Short exercise:
Transcribe every row below verbatim, omitting the pictures.

The records:
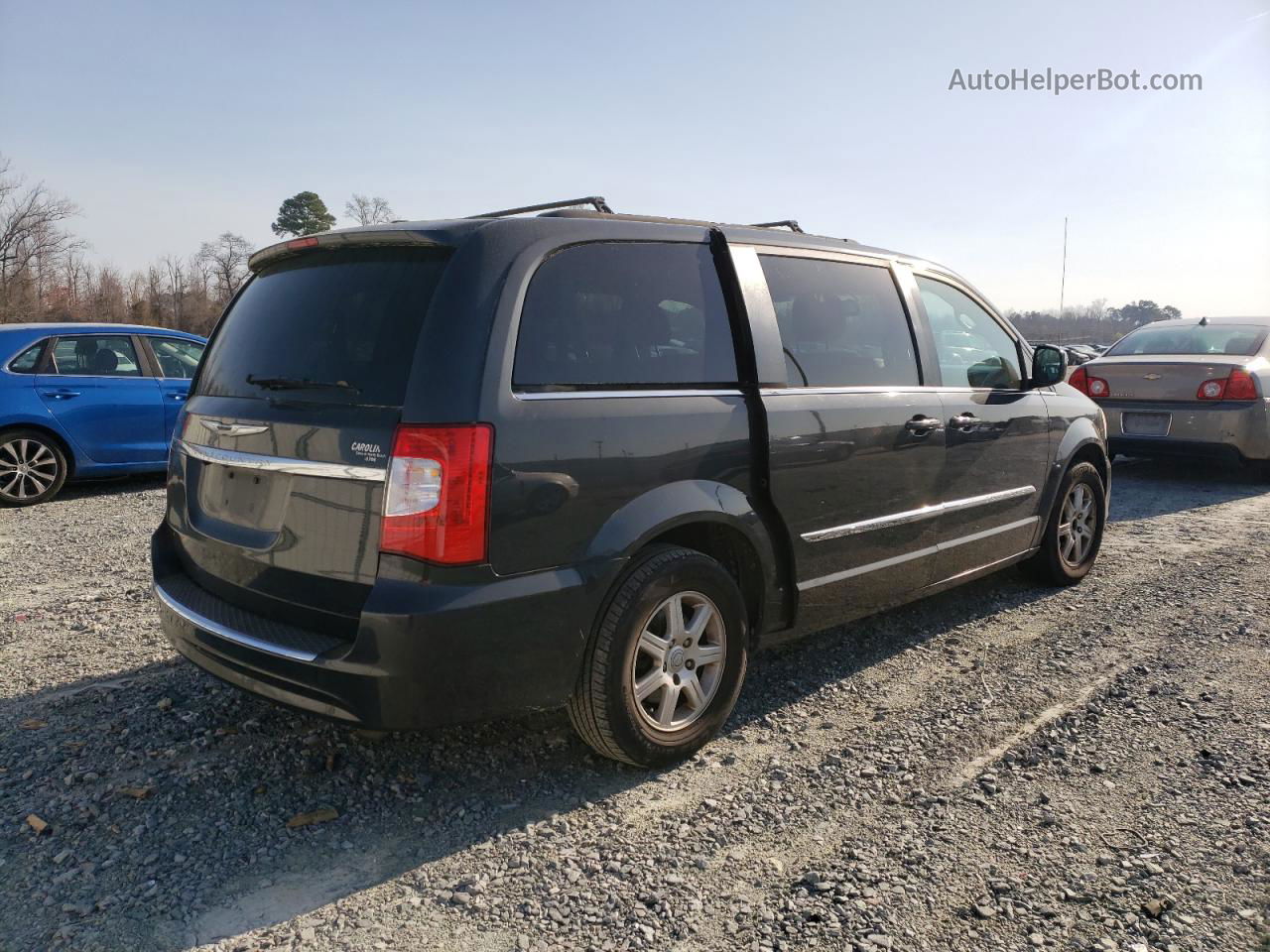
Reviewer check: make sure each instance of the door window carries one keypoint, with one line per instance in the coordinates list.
(96, 356)
(630, 313)
(973, 349)
(841, 324)
(177, 357)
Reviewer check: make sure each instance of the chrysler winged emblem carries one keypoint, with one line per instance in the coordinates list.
(232, 429)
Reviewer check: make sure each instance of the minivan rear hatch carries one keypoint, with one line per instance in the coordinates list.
(277, 474)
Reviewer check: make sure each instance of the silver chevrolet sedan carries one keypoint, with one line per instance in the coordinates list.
(1187, 388)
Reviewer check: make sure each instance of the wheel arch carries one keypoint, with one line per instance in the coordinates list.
(711, 518)
(63, 443)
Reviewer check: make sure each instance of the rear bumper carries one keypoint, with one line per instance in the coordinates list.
(1220, 430)
(423, 655)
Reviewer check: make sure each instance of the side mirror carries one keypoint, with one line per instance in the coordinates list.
(1049, 366)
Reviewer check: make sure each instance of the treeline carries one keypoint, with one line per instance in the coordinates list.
(46, 273)
(1089, 324)
(48, 276)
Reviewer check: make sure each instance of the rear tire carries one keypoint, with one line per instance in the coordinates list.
(32, 467)
(1075, 531)
(652, 689)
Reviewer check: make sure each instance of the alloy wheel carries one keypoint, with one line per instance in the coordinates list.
(28, 467)
(1078, 524)
(679, 660)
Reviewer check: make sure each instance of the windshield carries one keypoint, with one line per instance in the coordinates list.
(1232, 339)
(329, 326)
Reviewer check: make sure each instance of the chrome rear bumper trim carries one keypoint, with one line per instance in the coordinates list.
(220, 631)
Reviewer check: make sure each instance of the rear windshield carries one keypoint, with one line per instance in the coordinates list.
(330, 326)
(1232, 339)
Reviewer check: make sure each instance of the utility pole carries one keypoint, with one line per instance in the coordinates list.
(1062, 284)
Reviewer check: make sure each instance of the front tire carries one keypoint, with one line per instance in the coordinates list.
(32, 467)
(1075, 531)
(665, 666)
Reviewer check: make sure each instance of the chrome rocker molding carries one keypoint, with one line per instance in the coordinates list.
(220, 631)
(920, 553)
(926, 512)
(277, 463)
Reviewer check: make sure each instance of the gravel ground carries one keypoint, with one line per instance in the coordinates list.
(1001, 767)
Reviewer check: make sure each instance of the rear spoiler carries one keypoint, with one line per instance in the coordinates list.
(334, 240)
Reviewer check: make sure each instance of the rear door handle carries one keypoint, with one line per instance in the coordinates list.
(922, 425)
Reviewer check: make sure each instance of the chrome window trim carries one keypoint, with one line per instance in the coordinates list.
(277, 463)
(864, 389)
(917, 553)
(911, 516)
(617, 394)
(829, 254)
(221, 631)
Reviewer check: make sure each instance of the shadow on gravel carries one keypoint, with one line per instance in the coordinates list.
(112, 486)
(168, 793)
(1165, 486)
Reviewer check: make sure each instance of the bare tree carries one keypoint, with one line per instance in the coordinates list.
(368, 211)
(225, 261)
(32, 243)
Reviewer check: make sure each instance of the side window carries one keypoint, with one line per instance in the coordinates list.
(28, 359)
(625, 315)
(177, 357)
(973, 349)
(105, 356)
(842, 325)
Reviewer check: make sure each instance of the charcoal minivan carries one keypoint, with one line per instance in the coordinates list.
(451, 470)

The completed task:
Reviewer check: make sure each instance of the door window carries one keypoint, with one line per instance in the coordinates list.
(96, 356)
(630, 313)
(973, 349)
(841, 324)
(177, 357)
Reviewer check: make sure each instance of the chrysler winged emblem carries one keypoint, with one line per instance in the coordinates list.
(232, 429)
Reviewer check: make sure each instance of the minivan rear hatch carries one keypoint, with one line per instance in the coordinates list.
(277, 474)
Reviewer check: make sure each instance of the silver chevrolet sedan carries one keypoint, with one line per instance in the coordinates list.
(1187, 388)
Reviewer check: make sure each instance of the wheel arch carries one keypoint, with one line per instance in the coordinates list.
(711, 518)
(63, 443)
Reviewer check: make sure each instance of the rear bumper carries one keypoint, with one line per instance in the coordinates list.
(1220, 430)
(423, 655)
Reviewer check: make sure each instance of the side mirror carries one keypoint, with one line per instance in the coordinates list.
(1049, 366)
Reviewer check: make sure each instance of the treeline carries one keypoint, with one line per instance in the coordinates list.
(46, 273)
(1089, 324)
(48, 276)
Reviewer check: make sure each instance of the rear tire carries one keypoint, with one line per instance in the coordinates list.
(32, 467)
(1075, 531)
(652, 689)
Reviewer check: make sure each instance of the alloy wheel carries one keypoint, with one line per instance in the coordinates list.
(28, 467)
(1078, 524)
(679, 660)
Reviewer check: make sure each instance of the windshield carries one keypoint, with one line per instance in the coordinates list.
(1232, 339)
(329, 326)
Reviewer check: make sure each instance of the chrome rear bumper trim carries one keypoint, with one line per instance in the coordinates list.
(220, 631)
Reviewer check: make sure each instance of the rear windshield carries one keypoint, with one line per instance in the coordinates list.
(330, 326)
(1232, 339)
Reviewer check: make sure each instance of the utility pole carries one keypoint, with one line per instance in the coordinates list.
(1062, 284)
Reviewer check: make sure each instance of the front tire carries one keypoint, with one line per instance in the coordinates list.
(32, 467)
(1075, 531)
(665, 666)
Reviewer check: make sure each instance of the chrome rocker molding carries one keypoint, with one line per instance in the coordinates list.
(220, 631)
(920, 553)
(926, 512)
(277, 463)
Reviewer check: make sure each instance of the gravel ground carries one keypoint, with one line per instance in the coordinates list.
(1001, 767)
Reviewer check: make sure each instance of the rear spoiler carries one keypoint, with one line per instance in the coordinates list.
(334, 240)
Reviewer check: make sure each instance of the rear door handle carries one keypoint, with one line per instance in the coordinates list.
(922, 425)
Reviewer check: make sure each instance of the chrome window trim carries one keypoint, with one line per instance in the coordinates list.
(277, 463)
(864, 389)
(917, 553)
(911, 516)
(617, 394)
(829, 254)
(221, 631)
Reviewer check: make sure each instance of the shadow on gravel carries one keypoint, with one line per instance in the coordinates list.
(112, 486)
(168, 793)
(1165, 486)
Reviewer check: make sure each instance of the bare tree carries one keypoint, with one line per instance in the coordinates list.
(368, 211)
(225, 261)
(32, 243)
Reviewer check: make sure each instance of the side window carries one keypoint, with one line per instance in the coordinates list.
(28, 359)
(625, 315)
(177, 357)
(973, 349)
(105, 356)
(842, 325)
Reviewer check: make sure each instance of the charcoal minivan carries one keypoint, with one line per instance in the coordinates list.
(451, 470)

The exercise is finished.